ROMA, mercoledì, 18 febbraio 2009 (ZENIT.org).- Non esiste “una gerarchia di dignità della vita umana”, ha affermato l’Arcivescovo Vincenzo Pelvi, Ordinario militare per l’Italia, all’Ospedale Celio di Roma l’11 febbraio scorso, XVII Giornata Mondiale del Malato.
Secondo il presule, è necessario riflettere perché al giorno d’oggi “tra noi si proclama la libertà di disporre della propria vita, tanto da decidere chi non è più ‘degno di vivere’ promuovendone la morte”.
La sofferenza, ha osservato, “è tanta intorno a noi: a volte clamorosa, gridata, ma molto più spesso nascosta e silenziosa”.
Anche se “noi non saremo mai capaci del miracolo di guarire qualcuno”, ha constatato, “dobbiamo essere capaci del miracolo di servire, generare compassione, di prenderci cura”.
Prendersi cura “non è solo gesto professionale e tecnico, fatto di competenza e abilità”, ma anche “rispetto della dignità umana che si radica nel nostro caldo nesso umano”.
“Con la parola e l’esempio, nella reciprocità dei rapporti e delle scelte e mediante gesti e segni concreti dobbiamo educarci all’accoglienza amorosa e generosa di ogni vita umana, soprattutto se debole e malata, sviluppando vicinanza, assistenza, e condivisione”.
Nella nostra società, ha sottolineato l’Ordinario militare, “la morte diventa un confine convenzionale e non naturale, quindi, da definirsi attraverso leggi e pareri medici. Il tutto sempre velato dal mito della libertà individuale, che sembra raggiungere il suo apice nell’ottenimento del diritto di decidere della propria fine”.

_ _ _

COSA FARE »
Per favore, riprendi l'articolo sull'intervento dell'Arcivescovo Pelvi riguardo alla dignità della vita umana e prosegui dopo la sua ultima frase. Questi record provengono da una fonte diversa.

ESTRATTI DI DATI »

_ _ _

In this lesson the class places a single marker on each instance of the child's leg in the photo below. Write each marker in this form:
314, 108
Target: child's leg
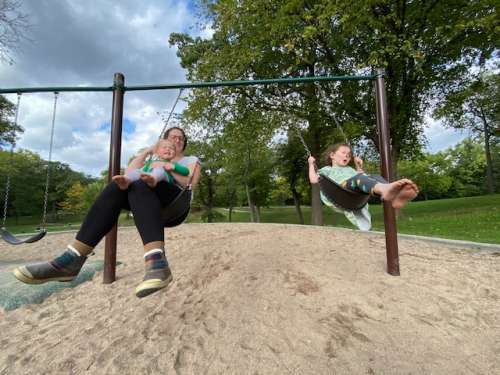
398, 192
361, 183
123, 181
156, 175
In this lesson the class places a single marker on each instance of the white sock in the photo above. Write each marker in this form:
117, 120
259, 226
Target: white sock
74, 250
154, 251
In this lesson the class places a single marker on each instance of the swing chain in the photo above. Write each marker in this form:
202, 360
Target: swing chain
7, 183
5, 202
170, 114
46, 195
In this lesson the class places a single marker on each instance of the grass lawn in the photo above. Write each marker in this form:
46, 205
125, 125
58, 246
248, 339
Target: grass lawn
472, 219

_ _ _

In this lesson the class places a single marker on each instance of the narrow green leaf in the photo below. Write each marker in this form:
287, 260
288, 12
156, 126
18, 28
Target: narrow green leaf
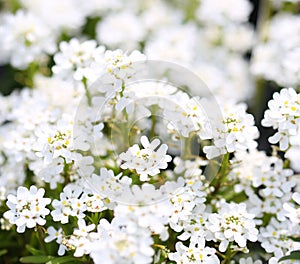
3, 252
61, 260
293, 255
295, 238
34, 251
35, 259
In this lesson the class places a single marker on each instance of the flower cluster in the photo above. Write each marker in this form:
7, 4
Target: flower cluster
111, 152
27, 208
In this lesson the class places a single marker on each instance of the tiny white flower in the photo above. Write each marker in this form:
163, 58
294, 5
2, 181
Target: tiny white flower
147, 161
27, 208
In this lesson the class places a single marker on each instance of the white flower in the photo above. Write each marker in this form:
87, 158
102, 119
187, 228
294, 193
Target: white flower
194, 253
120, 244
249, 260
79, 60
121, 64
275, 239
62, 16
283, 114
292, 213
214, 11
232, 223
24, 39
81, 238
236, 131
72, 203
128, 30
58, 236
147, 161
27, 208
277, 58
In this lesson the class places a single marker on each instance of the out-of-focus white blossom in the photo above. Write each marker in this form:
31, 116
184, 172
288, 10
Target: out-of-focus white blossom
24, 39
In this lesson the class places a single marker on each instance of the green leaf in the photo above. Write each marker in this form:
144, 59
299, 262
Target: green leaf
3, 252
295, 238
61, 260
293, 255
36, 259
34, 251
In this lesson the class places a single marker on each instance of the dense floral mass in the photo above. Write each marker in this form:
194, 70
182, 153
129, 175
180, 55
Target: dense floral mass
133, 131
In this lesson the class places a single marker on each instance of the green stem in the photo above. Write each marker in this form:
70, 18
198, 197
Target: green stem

_ _ _

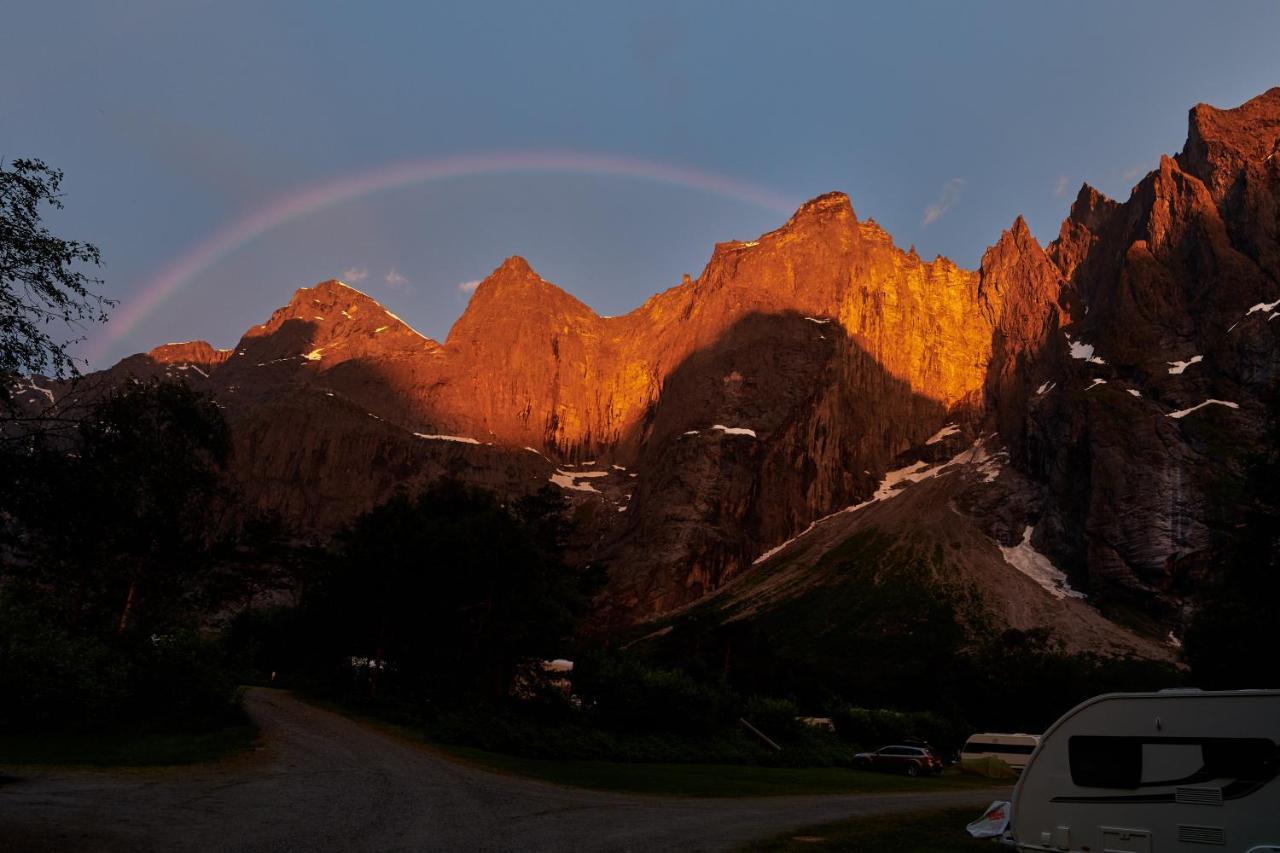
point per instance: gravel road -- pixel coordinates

_ _ _

RISPOSTA ALL'ESERCIZIO »
“Amare non è compatibile con il rifiuto dell’altro, solo perché debole o incapace di svolgere normalmente alcune funzioni”, ha ricordato l’Arcivescovo.
“Riconoscere la nostra comune natura non consente di stabilire una gerarchia di dignità della vita umana”.
A suo avviso, “a nessuno sfugge l’ipocrisia con cui parte della cultura contemporanea sta favorendo una nozione di qualità della vita che è, al tempo stesso, riduttiva e selettiva” e consisterebbe “nella capacità di godere e di sperimentare piacere, o anche nella capacità di autocoscienza e di partecipazione alla vita sociale”.
“In conseguenza, è negata ogni qualità di vita agli esseri umani non o non più capaci di intendere e di volere, oppure a coloro che non sono più in grado di godere la vita come sensazione e relazione”.
“Ciò – ha dichiarato – non è degno della persona umana; tanto più per un cristiano”.
Di fronte a questa situazione, l’Arcivescovo Pelvi ha esortato a mettersi alla scuola della Vergine Maria: seguendo il suo esempio, infatti, “ciascuno potrà diventare sguardo che accoglie, mano che solleva, luce nella tenebra, parola di conforto, abbraccio di speranza”.